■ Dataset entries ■
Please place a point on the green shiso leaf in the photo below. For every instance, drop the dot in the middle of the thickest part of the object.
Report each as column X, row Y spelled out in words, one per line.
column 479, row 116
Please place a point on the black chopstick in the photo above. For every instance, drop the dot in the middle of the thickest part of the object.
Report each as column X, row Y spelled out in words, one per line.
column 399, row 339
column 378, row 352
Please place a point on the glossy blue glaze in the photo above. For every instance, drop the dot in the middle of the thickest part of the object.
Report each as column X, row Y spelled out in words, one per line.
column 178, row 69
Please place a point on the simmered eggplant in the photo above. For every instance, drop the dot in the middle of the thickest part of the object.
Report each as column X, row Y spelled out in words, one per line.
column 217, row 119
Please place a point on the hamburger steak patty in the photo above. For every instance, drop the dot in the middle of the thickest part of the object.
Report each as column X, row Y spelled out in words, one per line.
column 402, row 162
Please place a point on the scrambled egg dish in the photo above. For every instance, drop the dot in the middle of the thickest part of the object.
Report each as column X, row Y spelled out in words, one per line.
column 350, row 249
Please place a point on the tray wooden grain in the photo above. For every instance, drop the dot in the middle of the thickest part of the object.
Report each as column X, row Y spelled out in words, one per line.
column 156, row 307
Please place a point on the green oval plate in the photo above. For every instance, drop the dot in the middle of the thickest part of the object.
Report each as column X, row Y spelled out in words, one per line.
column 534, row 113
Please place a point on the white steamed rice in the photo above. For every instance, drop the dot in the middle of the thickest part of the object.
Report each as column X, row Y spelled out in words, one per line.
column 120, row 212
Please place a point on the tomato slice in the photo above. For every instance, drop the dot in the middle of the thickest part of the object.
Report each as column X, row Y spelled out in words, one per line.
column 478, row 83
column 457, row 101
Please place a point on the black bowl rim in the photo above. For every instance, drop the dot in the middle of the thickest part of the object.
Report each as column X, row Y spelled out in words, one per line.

■ Description of the task ■
From the line holding "Please place a point on the tomato" down to the final line above, quote every line exactly and only those lines.

■ Result of this task ■
Please place a point on the tomato slice in the photo above. For every instance, drop the dot in the middle of the thickest part of the object.
Report each as column X, row Y spelled out in words, one per line.
column 478, row 83
column 457, row 101
Please place a point on the black bowl rim in the photo above. For every instance, drop the dot in the middle of the thickest part of the object.
Report each as column X, row Y spelled out in words, one per line.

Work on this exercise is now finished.